Go through the entries below and tally each line holding the string "cube". Return the number only.

######

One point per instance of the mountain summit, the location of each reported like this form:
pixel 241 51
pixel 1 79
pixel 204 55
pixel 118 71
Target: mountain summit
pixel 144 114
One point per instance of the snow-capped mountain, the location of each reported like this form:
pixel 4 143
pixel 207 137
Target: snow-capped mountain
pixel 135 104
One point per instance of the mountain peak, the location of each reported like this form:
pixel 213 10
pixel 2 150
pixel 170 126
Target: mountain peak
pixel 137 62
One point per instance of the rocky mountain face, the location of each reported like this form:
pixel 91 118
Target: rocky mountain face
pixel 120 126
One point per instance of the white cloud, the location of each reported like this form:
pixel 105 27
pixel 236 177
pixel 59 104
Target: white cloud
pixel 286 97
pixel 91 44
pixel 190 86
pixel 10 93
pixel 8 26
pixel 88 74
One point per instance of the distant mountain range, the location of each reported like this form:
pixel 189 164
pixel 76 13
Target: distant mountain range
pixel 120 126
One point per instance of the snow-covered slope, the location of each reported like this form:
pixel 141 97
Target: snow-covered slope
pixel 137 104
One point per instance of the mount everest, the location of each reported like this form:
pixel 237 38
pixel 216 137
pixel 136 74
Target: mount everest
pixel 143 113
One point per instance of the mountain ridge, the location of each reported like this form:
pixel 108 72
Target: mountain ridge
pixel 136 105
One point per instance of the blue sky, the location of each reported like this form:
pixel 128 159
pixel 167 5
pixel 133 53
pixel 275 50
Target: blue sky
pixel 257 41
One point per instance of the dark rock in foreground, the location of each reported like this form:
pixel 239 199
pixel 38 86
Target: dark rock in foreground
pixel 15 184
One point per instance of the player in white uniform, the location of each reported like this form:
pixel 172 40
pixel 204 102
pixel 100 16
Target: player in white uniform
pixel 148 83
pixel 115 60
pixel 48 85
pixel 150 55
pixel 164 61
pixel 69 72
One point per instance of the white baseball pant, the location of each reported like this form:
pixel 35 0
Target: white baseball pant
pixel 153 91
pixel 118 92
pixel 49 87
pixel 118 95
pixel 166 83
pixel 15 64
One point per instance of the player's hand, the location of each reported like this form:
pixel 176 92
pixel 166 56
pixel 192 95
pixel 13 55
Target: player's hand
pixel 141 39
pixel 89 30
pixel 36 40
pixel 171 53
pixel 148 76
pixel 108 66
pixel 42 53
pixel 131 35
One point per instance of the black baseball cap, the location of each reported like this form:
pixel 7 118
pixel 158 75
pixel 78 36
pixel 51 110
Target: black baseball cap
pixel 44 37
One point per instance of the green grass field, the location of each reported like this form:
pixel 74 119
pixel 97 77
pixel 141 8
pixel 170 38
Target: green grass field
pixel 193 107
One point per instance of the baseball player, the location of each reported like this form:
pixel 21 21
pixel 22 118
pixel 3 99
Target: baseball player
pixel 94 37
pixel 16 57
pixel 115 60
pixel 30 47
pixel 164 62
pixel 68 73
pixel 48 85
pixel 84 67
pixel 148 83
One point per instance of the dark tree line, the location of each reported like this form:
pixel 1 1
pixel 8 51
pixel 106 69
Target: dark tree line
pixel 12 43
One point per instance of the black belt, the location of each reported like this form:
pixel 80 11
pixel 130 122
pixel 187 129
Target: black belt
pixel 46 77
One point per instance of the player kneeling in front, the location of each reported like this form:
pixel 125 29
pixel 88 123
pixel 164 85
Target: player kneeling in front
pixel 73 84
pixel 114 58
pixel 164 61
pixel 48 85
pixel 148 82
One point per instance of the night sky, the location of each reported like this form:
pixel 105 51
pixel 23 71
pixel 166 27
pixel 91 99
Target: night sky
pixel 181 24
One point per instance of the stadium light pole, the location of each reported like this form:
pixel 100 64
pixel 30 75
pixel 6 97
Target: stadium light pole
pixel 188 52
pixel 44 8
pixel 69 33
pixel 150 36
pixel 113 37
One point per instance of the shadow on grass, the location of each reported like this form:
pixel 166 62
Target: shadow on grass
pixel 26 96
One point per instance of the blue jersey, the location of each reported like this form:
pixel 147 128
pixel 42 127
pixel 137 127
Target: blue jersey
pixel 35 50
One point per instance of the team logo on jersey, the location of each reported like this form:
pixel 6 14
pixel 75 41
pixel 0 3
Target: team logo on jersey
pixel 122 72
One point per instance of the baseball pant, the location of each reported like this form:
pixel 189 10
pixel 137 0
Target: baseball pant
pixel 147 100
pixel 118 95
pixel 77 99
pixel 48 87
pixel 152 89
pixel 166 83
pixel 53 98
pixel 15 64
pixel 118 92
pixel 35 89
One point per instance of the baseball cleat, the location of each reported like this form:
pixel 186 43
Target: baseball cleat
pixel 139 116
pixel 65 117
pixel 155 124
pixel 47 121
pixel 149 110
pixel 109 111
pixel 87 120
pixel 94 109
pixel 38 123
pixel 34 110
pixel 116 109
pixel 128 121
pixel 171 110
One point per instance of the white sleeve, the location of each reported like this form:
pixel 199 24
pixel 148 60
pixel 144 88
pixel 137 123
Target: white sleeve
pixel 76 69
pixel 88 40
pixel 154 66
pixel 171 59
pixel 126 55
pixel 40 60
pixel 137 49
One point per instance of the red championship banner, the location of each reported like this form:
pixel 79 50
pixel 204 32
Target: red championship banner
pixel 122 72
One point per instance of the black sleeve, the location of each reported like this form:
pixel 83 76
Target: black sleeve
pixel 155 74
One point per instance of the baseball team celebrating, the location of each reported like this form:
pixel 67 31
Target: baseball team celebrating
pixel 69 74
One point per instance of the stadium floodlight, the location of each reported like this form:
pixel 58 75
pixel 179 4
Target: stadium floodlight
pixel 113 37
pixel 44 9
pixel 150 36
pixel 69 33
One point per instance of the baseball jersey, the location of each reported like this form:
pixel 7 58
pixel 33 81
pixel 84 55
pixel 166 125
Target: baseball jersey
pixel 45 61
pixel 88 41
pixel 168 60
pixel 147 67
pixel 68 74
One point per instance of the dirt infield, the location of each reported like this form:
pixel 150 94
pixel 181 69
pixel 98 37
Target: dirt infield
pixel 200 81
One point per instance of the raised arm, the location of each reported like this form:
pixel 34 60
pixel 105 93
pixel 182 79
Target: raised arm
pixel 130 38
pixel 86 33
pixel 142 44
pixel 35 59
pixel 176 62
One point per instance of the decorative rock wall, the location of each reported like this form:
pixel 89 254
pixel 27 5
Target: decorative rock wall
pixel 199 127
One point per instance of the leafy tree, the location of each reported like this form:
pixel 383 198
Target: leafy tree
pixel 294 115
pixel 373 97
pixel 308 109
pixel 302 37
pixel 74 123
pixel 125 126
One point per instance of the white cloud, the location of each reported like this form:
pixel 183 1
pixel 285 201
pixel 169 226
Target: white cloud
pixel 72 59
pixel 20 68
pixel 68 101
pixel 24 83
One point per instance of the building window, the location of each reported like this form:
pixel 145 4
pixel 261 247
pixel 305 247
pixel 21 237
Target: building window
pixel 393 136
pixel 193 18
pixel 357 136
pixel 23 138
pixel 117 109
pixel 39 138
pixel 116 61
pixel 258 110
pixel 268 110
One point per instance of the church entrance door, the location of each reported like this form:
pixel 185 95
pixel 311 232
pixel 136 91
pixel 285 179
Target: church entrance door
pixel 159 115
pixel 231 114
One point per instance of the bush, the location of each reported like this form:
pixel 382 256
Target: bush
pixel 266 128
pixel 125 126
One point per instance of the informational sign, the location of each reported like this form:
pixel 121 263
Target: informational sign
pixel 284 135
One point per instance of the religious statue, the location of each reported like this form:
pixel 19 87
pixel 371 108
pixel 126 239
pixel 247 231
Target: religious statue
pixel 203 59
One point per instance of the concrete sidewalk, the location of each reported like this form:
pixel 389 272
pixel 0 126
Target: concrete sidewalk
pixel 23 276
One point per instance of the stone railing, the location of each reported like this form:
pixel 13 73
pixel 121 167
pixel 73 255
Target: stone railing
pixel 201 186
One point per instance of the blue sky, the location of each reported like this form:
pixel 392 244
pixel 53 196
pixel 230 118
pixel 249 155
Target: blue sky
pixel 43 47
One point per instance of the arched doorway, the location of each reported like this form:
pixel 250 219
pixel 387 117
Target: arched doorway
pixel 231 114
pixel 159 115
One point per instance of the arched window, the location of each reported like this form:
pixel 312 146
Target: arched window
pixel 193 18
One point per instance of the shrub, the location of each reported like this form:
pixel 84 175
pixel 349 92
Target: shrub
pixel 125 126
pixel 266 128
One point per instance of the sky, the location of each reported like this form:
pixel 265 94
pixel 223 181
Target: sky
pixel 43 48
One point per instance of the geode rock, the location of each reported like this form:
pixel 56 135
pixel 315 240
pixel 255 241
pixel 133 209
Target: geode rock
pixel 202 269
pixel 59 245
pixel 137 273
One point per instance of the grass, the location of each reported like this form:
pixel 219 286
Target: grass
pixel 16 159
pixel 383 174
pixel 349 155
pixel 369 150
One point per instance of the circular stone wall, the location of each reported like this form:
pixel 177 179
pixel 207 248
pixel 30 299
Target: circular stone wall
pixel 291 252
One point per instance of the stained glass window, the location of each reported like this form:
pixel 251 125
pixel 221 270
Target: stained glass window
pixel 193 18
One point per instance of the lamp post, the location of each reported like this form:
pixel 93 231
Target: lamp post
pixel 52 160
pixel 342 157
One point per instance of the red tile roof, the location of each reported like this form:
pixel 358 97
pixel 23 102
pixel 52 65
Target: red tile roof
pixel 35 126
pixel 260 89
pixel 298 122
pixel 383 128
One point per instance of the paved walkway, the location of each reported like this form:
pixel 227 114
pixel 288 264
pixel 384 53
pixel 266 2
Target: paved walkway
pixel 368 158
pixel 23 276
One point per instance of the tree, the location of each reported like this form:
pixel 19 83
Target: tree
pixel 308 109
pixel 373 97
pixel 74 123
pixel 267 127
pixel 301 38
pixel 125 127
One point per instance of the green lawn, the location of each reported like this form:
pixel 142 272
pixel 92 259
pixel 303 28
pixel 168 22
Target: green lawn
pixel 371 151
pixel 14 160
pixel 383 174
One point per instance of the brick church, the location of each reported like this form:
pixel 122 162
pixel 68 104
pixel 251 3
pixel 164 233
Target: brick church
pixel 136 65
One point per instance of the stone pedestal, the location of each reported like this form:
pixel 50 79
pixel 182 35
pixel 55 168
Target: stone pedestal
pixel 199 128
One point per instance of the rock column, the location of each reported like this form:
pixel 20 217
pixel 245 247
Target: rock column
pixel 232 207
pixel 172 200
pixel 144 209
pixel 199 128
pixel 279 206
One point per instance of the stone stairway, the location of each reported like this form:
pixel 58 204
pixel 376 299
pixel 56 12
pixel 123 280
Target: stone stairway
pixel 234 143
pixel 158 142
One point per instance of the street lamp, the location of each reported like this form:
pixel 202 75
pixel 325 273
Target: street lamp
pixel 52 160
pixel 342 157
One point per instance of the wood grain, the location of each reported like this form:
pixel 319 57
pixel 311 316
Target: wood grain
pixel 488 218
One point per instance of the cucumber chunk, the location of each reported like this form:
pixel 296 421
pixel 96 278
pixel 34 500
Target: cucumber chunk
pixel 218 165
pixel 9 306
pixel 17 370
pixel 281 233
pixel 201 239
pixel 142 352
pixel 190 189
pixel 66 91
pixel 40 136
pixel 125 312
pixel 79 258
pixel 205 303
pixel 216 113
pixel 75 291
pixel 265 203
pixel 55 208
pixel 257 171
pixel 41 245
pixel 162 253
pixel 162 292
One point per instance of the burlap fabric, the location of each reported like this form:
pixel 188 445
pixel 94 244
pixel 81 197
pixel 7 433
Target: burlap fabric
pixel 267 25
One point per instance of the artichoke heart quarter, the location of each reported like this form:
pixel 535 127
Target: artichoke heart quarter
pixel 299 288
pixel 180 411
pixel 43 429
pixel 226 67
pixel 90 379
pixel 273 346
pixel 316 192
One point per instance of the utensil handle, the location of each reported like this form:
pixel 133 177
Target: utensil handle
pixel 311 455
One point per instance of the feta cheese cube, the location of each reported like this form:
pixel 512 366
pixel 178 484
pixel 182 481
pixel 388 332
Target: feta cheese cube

######

→ **Exercise output**:
2